> [WORK REQUIRED] Track down every line below that holds "foliage" and copy it.

★ ★ ★ ★ ★

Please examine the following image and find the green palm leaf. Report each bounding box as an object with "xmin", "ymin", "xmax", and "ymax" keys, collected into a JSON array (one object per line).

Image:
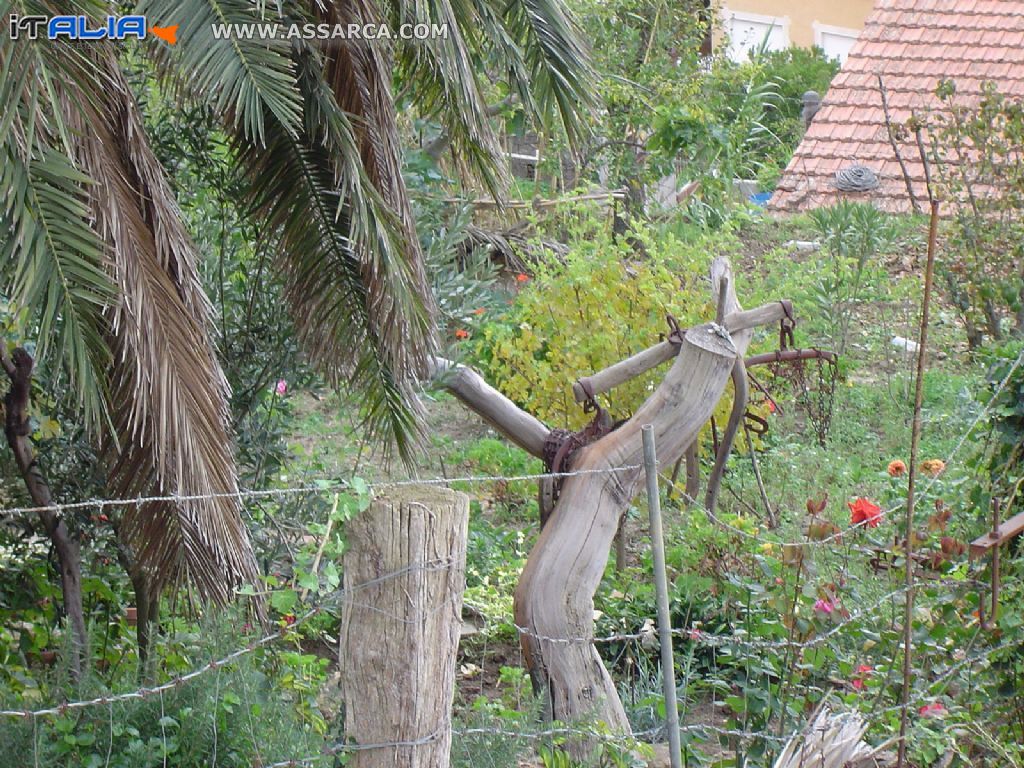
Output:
[
  {"xmin": 0, "ymin": 6, "xmax": 113, "ymax": 429},
  {"xmin": 137, "ymin": 0, "xmax": 303, "ymax": 143},
  {"xmin": 492, "ymin": 0, "xmax": 596, "ymax": 147},
  {"xmin": 232, "ymin": 40, "xmax": 434, "ymax": 465}
]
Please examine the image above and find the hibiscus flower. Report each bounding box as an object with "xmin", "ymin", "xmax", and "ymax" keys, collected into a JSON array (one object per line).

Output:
[
  {"xmin": 919, "ymin": 701, "xmax": 947, "ymax": 717},
  {"xmin": 851, "ymin": 664, "xmax": 872, "ymax": 691}
]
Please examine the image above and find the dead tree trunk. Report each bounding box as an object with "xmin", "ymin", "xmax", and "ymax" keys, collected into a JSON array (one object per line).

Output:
[
  {"xmin": 339, "ymin": 485, "xmax": 469, "ymax": 768},
  {"xmin": 429, "ymin": 258, "xmax": 789, "ymax": 752},
  {"xmin": 1, "ymin": 349, "xmax": 88, "ymax": 679}
]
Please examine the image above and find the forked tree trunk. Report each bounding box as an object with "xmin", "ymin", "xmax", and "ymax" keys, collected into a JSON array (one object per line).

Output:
[
  {"xmin": 339, "ymin": 485, "xmax": 469, "ymax": 768},
  {"xmin": 430, "ymin": 258, "xmax": 786, "ymax": 755}
]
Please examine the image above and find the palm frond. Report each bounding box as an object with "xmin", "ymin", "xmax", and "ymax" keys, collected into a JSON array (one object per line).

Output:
[
  {"xmin": 137, "ymin": 0, "xmax": 303, "ymax": 144},
  {"xmin": 494, "ymin": 0, "xmax": 597, "ymax": 148},
  {"xmin": 385, "ymin": 0, "xmax": 509, "ymax": 193},
  {"xmin": 232, "ymin": 40, "xmax": 434, "ymax": 465},
  {"xmin": 0, "ymin": 6, "xmax": 113, "ymax": 429},
  {"xmin": 73, "ymin": 49, "xmax": 258, "ymax": 600}
]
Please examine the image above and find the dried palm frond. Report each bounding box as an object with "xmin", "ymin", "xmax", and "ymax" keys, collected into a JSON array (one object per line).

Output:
[
  {"xmin": 71, "ymin": 49, "xmax": 258, "ymax": 601},
  {"xmin": 773, "ymin": 704, "xmax": 874, "ymax": 768}
]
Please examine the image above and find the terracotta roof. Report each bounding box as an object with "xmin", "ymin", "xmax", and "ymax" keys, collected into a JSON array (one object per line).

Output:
[{"xmin": 769, "ymin": 0, "xmax": 1024, "ymax": 213}]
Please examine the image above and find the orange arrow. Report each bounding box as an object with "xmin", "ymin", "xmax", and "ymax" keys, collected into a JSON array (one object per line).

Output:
[{"xmin": 150, "ymin": 24, "xmax": 177, "ymax": 45}]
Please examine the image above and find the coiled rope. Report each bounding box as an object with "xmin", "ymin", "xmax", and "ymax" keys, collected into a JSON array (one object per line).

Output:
[{"xmin": 833, "ymin": 164, "xmax": 879, "ymax": 192}]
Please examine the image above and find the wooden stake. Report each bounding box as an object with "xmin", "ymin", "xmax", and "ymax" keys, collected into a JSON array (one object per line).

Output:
[
  {"xmin": 897, "ymin": 199, "xmax": 939, "ymax": 768},
  {"xmin": 643, "ymin": 426, "xmax": 682, "ymax": 768}
]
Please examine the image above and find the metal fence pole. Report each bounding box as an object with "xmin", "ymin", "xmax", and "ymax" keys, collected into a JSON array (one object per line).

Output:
[{"xmin": 642, "ymin": 424, "xmax": 682, "ymax": 768}]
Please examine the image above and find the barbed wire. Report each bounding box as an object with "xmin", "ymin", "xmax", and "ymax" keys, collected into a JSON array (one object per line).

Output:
[
  {"xmin": 0, "ymin": 555, "xmax": 462, "ymax": 720},
  {"xmin": 258, "ymin": 631, "xmax": 1022, "ymax": 768},
  {"xmin": 2, "ymin": 346, "xmax": 1019, "ymax": 762},
  {"xmin": 0, "ymin": 464, "xmax": 643, "ymax": 519}
]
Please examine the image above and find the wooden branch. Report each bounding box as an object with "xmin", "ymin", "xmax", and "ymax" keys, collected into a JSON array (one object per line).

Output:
[
  {"xmin": 514, "ymin": 257, "xmax": 760, "ymax": 747},
  {"xmin": 571, "ymin": 341, "xmax": 677, "ymax": 403},
  {"xmin": 571, "ymin": 299, "xmax": 792, "ymax": 403},
  {"xmin": 723, "ymin": 300, "xmax": 791, "ymax": 334},
  {"xmin": 705, "ymin": 359, "xmax": 749, "ymax": 513},
  {"xmin": 427, "ymin": 358, "xmax": 549, "ymax": 459},
  {"xmin": 1, "ymin": 348, "xmax": 87, "ymax": 679},
  {"xmin": 433, "ymin": 188, "xmax": 628, "ymax": 211},
  {"xmin": 878, "ymin": 75, "xmax": 922, "ymax": 215}
]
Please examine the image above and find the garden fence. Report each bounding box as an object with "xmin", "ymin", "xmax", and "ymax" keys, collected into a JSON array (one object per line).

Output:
[{"xmin": 0, "ymin": 346, "xmax": 1021, "ymax": 766}]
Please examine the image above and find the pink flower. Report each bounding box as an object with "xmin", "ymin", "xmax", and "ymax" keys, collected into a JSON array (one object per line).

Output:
[
  {"xmin": 688, "ymin": 628, "xmax": 703, "ymax": 641},
  {"xmin": 919, "ymin": 701, "xmax": 947, "ymax": 717},
  {"xmin": 275, "ymin": 379, "xmax": 288, "ymax": 395},
  {"xmin": 852, "ymin": 665, "xmax": 872, "ymax": 691},
  {"xmin": 814, "ymin": 598, "xmax": 835, "ymax": 615}
]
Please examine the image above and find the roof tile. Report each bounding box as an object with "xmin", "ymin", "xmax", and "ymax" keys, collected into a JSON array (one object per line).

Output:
[{"xmin": 770, "ymin": 0, "xmax": 1024, "ymax": 214}]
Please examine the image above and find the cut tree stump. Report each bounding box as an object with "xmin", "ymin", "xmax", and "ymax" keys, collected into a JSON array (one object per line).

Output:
[{"xmin": 339, "ymin": 485, "xmax": 469, "ymax": 768}]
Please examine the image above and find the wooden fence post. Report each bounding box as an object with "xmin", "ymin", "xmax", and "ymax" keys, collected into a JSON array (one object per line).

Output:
[{"xmin": 339, "ymin": 485, "xmax": 470, "ymax": 768}]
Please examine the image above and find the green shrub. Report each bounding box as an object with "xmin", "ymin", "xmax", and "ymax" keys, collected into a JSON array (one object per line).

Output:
[
  {"xmin": 475, "ymin": 216, "xmax": 714, "ymax": 431},
  {"xmin": 0, "ymin": 614, "xmax": 326, "ymax": 768}
]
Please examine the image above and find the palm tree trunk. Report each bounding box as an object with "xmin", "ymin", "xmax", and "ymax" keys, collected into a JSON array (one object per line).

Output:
[{"xmin": 2, "ymin": 349, "xmax": 87, "ymax": 679}]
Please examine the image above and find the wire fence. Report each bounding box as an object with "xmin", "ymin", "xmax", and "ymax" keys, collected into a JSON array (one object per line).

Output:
[{"xmin": 1, "ymin": 349, "xmax": 1021, "ymax": 765}]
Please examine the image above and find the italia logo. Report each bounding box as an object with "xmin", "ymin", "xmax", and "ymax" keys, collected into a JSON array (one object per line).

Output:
[{"xmin": 8, "ymin": 15, "xmax": 178, "ymax": 44}]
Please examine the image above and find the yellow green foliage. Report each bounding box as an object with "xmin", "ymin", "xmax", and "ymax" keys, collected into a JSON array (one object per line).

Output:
[{"xmin": 477, "ymin": 220, "xmax": 721, "ymax": 431}]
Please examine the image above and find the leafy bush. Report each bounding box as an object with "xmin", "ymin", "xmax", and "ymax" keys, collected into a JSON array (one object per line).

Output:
[
  {"xmin": 475, "ymin": 216, "xmax": 712, "ymax": 430},
  {"xmin": 648, "ymin": 47, "xmax": 839, "ymax": 224},
  {"xmin": 0, "ymin": 614, "xmax": 326, "ymax": 768}
]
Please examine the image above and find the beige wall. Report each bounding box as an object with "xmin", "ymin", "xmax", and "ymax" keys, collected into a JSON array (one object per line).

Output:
[{"xmin": 717, "ymin": 0, "xmax": 875, "ymax": 50}]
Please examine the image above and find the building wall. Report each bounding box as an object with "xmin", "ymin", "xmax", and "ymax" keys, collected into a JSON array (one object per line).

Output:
[{"xmin": 716, "ymin": 0, "xmax": 875, "ymax": 60}]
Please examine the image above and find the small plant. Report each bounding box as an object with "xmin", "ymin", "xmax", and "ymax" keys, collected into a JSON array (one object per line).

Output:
[{"xmin": 807, "ymin": 201, "xmax": 902, "ymax": 356}]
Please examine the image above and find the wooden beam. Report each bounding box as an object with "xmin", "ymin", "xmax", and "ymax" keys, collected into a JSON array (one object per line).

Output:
[
  {"xmin": 723, "ymin": 300, "xmax": 792, "ymax": 334},
  {"xmin": 571, "ymin": 299, "xmax": 793, "ymax": 403},
  {"xmin": 572, "ymin": 341, "xmax": 678, "ymax": 403},
  {"xmin": 970, "ymin": 510, "xmax": 1024, "ymax": 559},
  {"xmin": 426, "ymin": 358, "xmax": 550, "ymax": 460}
]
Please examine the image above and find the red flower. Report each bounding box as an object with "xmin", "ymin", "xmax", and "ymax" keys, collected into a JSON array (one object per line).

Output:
[
  {"xmin": 515, "ymin": 273, "xmax": 530, "ymax": 283},
  {"xmin": 472, "ymin": 307, "xmax": 486, "ymax": 315},
  {"xmin": 687, "ymin": 628, "xmax": 703, "ymax": 641},
  {"xmin": 454, "ymin": 328, "xmax": 470, "ymax": 340},
  {"xmin": 283, "ymin": 613, "xmax": 296, "ymax": 626},
  {"xmin": 919, "ymin": 701, "xmax": 946, "ymax": 717},
  {"xmin": 851, "ymin": 665, "xmax": 872, "ymax": 691},
  {"xmin": 848, "ymin": 498, "xmax": 883, "ymax": 528},
  {"xmin": 766, "ymin": 399, "xmax": 777, "ymax": 414}
]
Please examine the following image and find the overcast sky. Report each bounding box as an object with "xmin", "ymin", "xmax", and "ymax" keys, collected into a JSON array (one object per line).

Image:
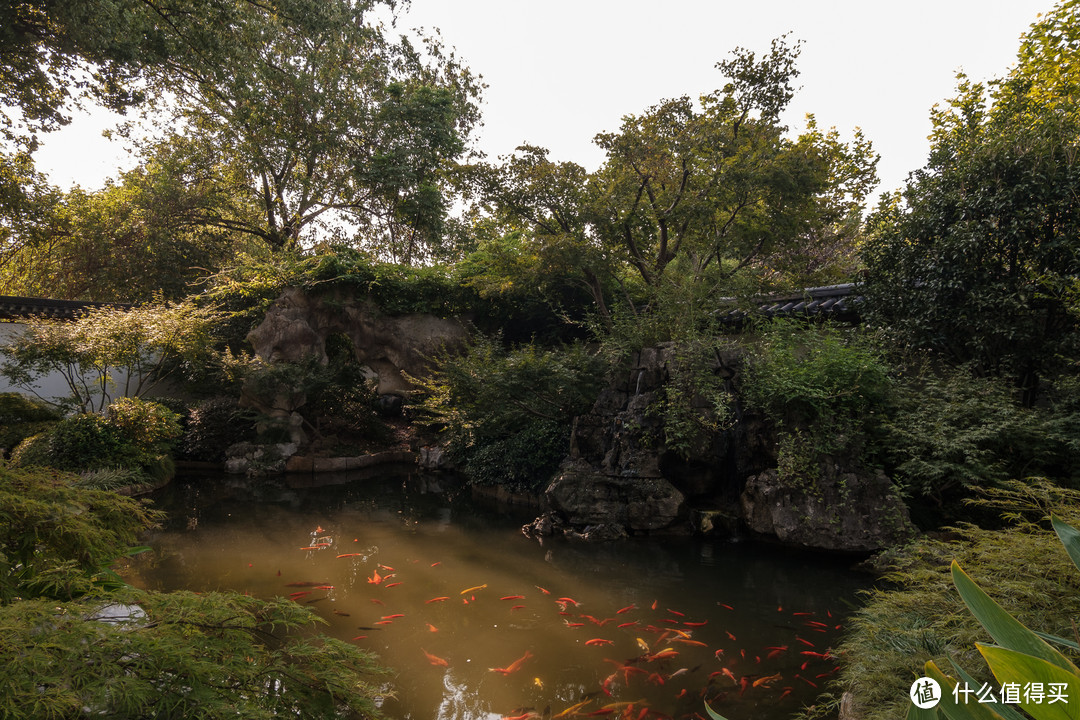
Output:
[{"xmin": 34, "ymin": 0, "xmax": 1051, "ymax": 201}]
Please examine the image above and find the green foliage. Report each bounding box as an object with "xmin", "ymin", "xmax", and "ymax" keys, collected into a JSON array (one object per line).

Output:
[
  {"xmin": 0, "ymin": 392, "xmax": 60, "ymax": 456},
  {"xmin": 740, "ymin": 321, "xmax": 893, "ymax": 483},
  {"xmin": 882, "ymin": 367, "xmax": 1080, "ymax": 507},
  {"xmin": 0, "ymin": 464, "xmax": 388, "ymax": 718},
  {"xmin": 461, "ymin": 419, "xmax": 569, "ymax": 493},
  {"xmin": 815, "ymin": 482, "xmax": 1080, "ymax": 720},
  {"xmin": 0, "ymin": 463, "xmax": 161, "ymax": 603},
  {"xmin": 0, "ymin": 588, "xmax": 388, "ymax": 719},
  {"xmin": 179, "ymin": 396, "xmax": 255, "ymax": 463},
  {"xmin": 0, "ymin": 299, "xmax": 221, "ymax": 413},
  {"xmin": 415, "ymin": 336, "xmax": 606, "ymax": 487},
  {"xmin": 9, "ymin": 398, "xmax": 182, "ymax": 483},
  {"xmin": 650, "ymin": 338, "xmax": 736, "ymax": 459},
  {"xmin": 861, "ymin": 2, "xmax": 1080, "ymax": 404}
]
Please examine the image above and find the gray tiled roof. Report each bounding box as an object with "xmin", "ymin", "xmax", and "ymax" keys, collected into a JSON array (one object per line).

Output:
[
  {"xmin": 715, "ymin": 283, "xmax": 861, "ymax": 325},
  {"xmin": 0, "ymin": 296, "xmax": 133, "ymax": 321}
]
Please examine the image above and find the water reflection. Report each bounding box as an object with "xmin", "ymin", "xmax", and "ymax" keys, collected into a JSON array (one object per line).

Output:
[{"xmin": 136, "ymin": 471, "xmax": 870, "ymax": 720}]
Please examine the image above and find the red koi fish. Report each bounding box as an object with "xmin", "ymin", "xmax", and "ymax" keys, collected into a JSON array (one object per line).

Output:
[
  {"xmin": 490, "ymin": 650, "xmax": 534, "ymax": 675},
  {"xmin": 565, "ymin": 621, "xmax": 585, "ymax": 628},
  {"xmin": 336, "ymin": 553, "xmax": 364, "ymax": 558},
  {"xmin": 422, "ymin": 649, "xmax": 449, "ymax": 667},
  {"xmin": 501, "ymin": 595, "xmax": 525, "ymax": 601},
  {"xmin": 651, "ymin": 599, "xmax": 658, "ymax": 610},
  {"xmin": 800, "ymin": 650, "xmax": 832, "ymax": 659},
  {"xmin": 557, "ymin": 597, "xmax": 580, "ymax": 606},
  {"xmin": 536, "ymin": 586, "xmax": 550, "ymax": 594},
  {"xmin": 351, "ymin": 635, "xmax": 367, "ymax": 640},
  {"xmin": 672, "ymin": 638, "xmax": 707, "ymax": 647},
  {"xmin": 288, "ymin": 591, "xmax": 311, "ymax": 600},
  {"xmin": 795, "ymin": 636, "xmax": 815, "ymax": 647},
  {"xmin": 426, "ymin": 596, "xmax": 449, "ymax": 604},
  {"xmin": 381, "ymin": 614, "xmax": 405, "ymax": 620},
  {"xmin": 683, "ymin": 620, "xmax": 708, "ymax": 627},
  {"xmin": 667, "ymin": 609, "xmax": 685, "ymax": 617},
  {"xmin": 780, "ymin": 687, "xmax": 792, "ymax": 699},
  {"xmin": 617, "ymin": 621, "xmax": 638, "ymax": 629},
  {"xmin": 616, "ymin": 605, "xmax": 636, "ymax": 614},
  {"xmin": 375, "ymin": 620, "xmax": 394, "ymax": 625},
  {"xmin": 718, "ymin": 603, "xmax": 733, "ymax": 610},
  {"xmin": 367, "ymin": 569, "xmax": 382, "ymax": 585},
  {"xmin": 378, "ymin": 564, "xmax": 395, "ymax": 572},
  {"xmin": 426, "ymin": 623, "xmax": 438, "ymax": 633},
  {"xmin": 805, "ymin": 620, "xmax": 829, "ymax": 628},
  {"xmin": 315, "ymin": 585, "xmax": 335, "ymax": 590},
  {"xmin": 796, "ymin": 674, "xmax": 818, "ymax": 688},
  {"xmin": 383, "ymin": 582, "xmax": 402, "ymax": 589},
  {"xmin": 511, "ymin": 604, "xmax": 525, "ymax": 610},
  {"xmin": 370, "ymin": 598, "xmax": 384, "ymax": 605},
  {"xmin": 430, "ymin": 562, "xmax": 441, "ymax": 567},
  {"xmin": 725, "ymin": 631, "xmax": 737, "ymax": 642},
  {"xmin": 766, "ymin": 646, "xmax": 788, "ymax": 660},
  {"xmin": 585, "ymin": 638, "xmax": 613, "ymax": 647}
]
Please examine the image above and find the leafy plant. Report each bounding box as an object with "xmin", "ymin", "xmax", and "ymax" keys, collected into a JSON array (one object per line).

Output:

★ ★ ★ ★ ★

> [EXERCISE SOLUTION]
Please examine the image above and find the yellow green foliage. Report each bounding box as an object with "xmin", "ymin", "xmax", and "ymax" keys, collected into a JSON array (one object per line).
Please examine the image above and find the green foliage. Report each bounding box as an object with "xmin", "ymin", "xmax", and "ymax" keys, collected into a JSON array (one object per line).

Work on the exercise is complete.